# DATA SHOWN

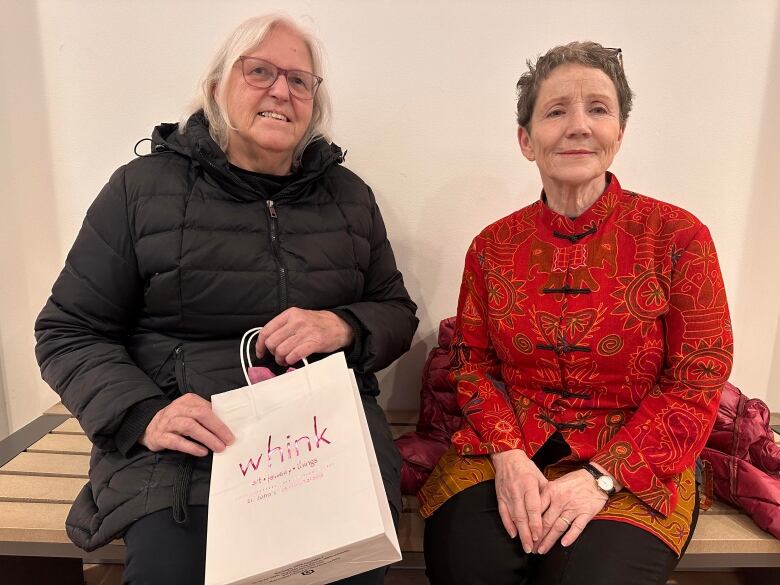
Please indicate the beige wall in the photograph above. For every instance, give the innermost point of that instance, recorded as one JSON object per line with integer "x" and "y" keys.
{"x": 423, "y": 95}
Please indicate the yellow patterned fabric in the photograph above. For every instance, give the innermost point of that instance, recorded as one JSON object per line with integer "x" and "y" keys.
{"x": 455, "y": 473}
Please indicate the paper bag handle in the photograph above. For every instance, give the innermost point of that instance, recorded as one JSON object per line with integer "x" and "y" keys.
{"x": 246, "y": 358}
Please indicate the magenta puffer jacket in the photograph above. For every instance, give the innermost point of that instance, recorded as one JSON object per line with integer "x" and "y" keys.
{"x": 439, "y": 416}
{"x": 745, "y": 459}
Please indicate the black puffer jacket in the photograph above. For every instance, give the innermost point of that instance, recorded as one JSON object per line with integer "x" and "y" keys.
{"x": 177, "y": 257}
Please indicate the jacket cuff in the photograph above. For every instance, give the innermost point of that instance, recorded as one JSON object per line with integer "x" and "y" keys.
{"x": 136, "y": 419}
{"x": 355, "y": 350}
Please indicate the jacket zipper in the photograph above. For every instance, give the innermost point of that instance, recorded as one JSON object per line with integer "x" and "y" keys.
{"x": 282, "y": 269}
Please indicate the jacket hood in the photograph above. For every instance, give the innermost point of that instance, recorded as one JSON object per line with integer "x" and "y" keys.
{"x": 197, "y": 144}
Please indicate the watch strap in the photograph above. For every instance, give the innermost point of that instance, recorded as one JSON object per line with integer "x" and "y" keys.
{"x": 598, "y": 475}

* * *

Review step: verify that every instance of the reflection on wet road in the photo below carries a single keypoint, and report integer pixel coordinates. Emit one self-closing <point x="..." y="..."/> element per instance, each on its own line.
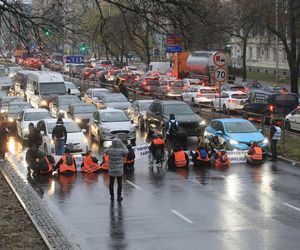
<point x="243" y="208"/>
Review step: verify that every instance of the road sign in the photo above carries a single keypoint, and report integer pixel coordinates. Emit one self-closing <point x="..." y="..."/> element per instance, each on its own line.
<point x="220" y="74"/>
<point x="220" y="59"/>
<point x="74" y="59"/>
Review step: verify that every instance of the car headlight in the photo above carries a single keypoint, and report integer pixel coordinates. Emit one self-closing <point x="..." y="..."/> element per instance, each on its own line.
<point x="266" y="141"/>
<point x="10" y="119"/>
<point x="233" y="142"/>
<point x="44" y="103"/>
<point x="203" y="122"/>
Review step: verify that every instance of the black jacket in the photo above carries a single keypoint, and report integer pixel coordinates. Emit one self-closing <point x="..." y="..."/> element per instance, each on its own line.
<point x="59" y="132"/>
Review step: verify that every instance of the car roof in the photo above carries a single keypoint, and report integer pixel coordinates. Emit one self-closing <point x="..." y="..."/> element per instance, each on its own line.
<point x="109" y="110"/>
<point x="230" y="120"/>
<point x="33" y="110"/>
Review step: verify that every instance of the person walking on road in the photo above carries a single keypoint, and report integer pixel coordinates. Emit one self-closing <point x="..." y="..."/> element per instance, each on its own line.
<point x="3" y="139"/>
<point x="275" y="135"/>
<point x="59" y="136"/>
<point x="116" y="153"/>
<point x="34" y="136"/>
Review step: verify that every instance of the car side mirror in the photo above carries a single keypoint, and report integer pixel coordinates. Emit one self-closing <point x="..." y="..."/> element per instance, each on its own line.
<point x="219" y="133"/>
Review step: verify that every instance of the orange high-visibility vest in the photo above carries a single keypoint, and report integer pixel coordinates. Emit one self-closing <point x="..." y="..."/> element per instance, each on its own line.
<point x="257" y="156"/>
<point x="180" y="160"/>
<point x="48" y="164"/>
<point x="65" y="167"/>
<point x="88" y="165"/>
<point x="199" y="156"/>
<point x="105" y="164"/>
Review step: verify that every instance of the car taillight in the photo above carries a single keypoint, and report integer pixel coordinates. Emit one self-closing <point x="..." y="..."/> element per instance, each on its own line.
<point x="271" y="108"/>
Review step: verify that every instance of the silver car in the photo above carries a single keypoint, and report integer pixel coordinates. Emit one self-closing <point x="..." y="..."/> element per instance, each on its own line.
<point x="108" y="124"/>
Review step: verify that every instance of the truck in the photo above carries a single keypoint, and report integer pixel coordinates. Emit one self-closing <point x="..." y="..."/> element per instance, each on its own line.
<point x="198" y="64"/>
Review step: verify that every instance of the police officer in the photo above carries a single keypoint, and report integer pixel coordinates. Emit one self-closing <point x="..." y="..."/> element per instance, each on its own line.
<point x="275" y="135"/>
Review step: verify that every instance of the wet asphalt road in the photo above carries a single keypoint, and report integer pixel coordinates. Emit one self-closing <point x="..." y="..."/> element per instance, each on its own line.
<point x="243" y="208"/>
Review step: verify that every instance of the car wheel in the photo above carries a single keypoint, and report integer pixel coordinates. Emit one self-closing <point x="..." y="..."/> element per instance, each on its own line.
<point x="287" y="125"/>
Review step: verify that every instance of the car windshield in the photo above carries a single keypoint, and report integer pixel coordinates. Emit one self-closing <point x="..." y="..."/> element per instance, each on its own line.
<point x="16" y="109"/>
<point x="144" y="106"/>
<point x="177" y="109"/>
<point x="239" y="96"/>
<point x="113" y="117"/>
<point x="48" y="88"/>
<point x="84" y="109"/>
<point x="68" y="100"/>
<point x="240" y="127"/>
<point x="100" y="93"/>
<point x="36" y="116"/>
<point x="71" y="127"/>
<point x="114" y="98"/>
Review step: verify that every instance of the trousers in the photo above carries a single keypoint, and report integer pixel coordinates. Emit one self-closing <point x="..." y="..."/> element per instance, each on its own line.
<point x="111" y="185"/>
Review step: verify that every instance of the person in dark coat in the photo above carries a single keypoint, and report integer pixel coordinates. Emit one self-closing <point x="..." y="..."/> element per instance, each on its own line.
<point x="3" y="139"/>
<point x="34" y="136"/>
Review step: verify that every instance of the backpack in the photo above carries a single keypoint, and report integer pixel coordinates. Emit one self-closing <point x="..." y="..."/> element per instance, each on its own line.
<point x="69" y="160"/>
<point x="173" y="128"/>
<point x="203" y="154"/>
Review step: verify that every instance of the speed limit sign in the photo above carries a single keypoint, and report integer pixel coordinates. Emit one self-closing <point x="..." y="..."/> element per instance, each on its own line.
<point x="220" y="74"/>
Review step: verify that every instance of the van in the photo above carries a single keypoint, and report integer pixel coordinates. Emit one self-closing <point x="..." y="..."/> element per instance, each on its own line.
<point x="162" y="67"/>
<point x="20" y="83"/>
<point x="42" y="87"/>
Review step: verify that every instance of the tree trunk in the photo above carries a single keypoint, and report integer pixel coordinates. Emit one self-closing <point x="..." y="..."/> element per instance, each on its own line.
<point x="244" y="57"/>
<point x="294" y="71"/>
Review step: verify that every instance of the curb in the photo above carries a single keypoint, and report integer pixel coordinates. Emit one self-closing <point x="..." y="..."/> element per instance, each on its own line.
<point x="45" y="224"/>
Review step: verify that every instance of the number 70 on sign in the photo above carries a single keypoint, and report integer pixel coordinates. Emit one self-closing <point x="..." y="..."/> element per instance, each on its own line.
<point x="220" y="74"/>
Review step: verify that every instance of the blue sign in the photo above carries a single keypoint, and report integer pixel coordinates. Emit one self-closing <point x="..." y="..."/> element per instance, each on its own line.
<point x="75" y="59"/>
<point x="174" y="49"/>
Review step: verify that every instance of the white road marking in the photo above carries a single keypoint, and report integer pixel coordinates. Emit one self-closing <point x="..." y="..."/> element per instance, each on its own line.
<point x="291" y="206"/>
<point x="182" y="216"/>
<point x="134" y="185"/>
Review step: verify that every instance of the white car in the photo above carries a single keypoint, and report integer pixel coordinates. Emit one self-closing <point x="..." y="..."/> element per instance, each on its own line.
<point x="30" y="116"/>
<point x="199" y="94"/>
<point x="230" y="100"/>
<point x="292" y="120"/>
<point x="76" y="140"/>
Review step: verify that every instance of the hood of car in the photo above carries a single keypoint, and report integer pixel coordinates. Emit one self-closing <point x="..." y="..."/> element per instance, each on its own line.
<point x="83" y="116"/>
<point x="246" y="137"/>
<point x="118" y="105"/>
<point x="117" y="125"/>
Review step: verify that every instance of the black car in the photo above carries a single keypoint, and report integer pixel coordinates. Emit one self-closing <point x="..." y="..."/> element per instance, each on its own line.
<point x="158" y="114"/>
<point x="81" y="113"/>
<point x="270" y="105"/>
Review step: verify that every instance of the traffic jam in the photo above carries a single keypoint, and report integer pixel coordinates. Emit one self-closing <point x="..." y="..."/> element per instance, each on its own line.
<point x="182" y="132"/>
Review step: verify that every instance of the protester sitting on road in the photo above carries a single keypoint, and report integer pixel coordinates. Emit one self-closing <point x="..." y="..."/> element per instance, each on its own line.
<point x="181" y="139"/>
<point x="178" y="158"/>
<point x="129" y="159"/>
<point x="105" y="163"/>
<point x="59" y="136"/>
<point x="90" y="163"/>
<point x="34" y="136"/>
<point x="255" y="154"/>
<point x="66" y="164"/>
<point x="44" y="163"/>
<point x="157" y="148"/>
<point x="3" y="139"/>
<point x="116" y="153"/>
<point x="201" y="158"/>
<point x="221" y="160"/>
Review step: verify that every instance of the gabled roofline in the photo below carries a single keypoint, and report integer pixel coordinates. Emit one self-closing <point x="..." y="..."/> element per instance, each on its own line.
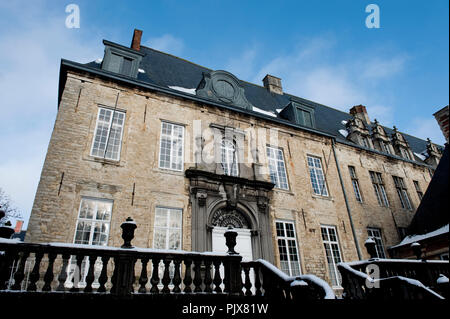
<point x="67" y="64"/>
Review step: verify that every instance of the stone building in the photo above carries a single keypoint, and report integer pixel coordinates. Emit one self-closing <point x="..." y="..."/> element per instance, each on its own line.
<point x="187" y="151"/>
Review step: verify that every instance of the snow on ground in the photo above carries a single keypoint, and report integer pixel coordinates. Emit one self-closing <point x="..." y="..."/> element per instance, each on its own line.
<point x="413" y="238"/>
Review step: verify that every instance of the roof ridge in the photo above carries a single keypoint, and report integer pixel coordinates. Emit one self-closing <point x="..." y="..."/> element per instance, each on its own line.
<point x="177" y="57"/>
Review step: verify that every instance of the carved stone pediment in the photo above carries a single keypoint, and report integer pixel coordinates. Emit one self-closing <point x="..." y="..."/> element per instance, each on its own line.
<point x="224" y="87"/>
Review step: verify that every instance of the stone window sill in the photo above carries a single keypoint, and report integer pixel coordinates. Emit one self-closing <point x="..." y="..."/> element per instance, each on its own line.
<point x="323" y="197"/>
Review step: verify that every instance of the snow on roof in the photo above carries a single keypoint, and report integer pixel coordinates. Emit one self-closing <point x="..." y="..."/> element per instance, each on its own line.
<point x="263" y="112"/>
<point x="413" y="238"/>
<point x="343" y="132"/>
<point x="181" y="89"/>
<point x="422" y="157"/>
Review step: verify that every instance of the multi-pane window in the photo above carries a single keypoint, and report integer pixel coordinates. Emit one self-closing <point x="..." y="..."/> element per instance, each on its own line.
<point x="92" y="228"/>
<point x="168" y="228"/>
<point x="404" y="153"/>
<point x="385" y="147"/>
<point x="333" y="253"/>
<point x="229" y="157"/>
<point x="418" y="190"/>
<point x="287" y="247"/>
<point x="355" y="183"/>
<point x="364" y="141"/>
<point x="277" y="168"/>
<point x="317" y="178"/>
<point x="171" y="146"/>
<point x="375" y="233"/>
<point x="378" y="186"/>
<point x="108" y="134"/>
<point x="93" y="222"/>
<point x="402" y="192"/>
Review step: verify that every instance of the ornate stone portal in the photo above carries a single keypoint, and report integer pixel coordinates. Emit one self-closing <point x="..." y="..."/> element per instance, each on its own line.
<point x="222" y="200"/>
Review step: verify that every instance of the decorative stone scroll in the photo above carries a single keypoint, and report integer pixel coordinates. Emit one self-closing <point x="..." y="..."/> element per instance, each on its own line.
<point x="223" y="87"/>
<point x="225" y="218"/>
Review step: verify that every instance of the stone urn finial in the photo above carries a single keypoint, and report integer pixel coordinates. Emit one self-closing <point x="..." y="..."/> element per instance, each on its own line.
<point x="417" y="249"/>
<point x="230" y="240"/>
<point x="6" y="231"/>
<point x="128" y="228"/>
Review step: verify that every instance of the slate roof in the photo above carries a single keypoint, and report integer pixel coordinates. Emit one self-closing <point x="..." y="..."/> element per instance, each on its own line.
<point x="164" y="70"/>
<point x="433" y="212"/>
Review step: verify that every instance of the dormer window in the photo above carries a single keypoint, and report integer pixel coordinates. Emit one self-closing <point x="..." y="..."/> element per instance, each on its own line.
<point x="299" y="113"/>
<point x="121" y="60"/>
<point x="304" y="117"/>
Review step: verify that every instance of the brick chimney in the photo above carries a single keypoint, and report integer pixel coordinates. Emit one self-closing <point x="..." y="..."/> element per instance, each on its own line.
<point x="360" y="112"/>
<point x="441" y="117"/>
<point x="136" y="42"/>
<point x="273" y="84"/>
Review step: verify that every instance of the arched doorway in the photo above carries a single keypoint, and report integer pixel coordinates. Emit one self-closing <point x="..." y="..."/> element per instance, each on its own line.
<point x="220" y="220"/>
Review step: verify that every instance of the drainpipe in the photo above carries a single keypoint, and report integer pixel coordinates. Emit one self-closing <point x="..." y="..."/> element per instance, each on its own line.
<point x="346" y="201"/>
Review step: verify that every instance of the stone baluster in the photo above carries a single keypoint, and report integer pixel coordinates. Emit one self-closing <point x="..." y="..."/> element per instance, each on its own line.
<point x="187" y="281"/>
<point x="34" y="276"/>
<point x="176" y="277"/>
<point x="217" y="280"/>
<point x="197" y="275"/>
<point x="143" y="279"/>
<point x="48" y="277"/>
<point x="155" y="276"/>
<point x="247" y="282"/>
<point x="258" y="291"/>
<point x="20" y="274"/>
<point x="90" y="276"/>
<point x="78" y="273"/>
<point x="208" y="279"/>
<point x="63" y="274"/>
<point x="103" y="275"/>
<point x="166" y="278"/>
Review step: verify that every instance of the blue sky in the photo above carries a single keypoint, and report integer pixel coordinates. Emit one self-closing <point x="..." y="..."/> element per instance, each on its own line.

# REQUIREMENT
Select and copy each line of the rows above that contains the word "hood", with case counting.

# CORRECT OUTPUT
Please indicate the jacket hood in the photograph above. For every instance, give the innermost point of that instance, recorded as one JSON object per line with integer "x" and "y" keys.
Review step: verify that every instance of the hood of car in the photo above carries a single keypoint, and report integer pixel coordinates. Emit one self-closing <point x="..." y="..."/> element per instance, each on its own line.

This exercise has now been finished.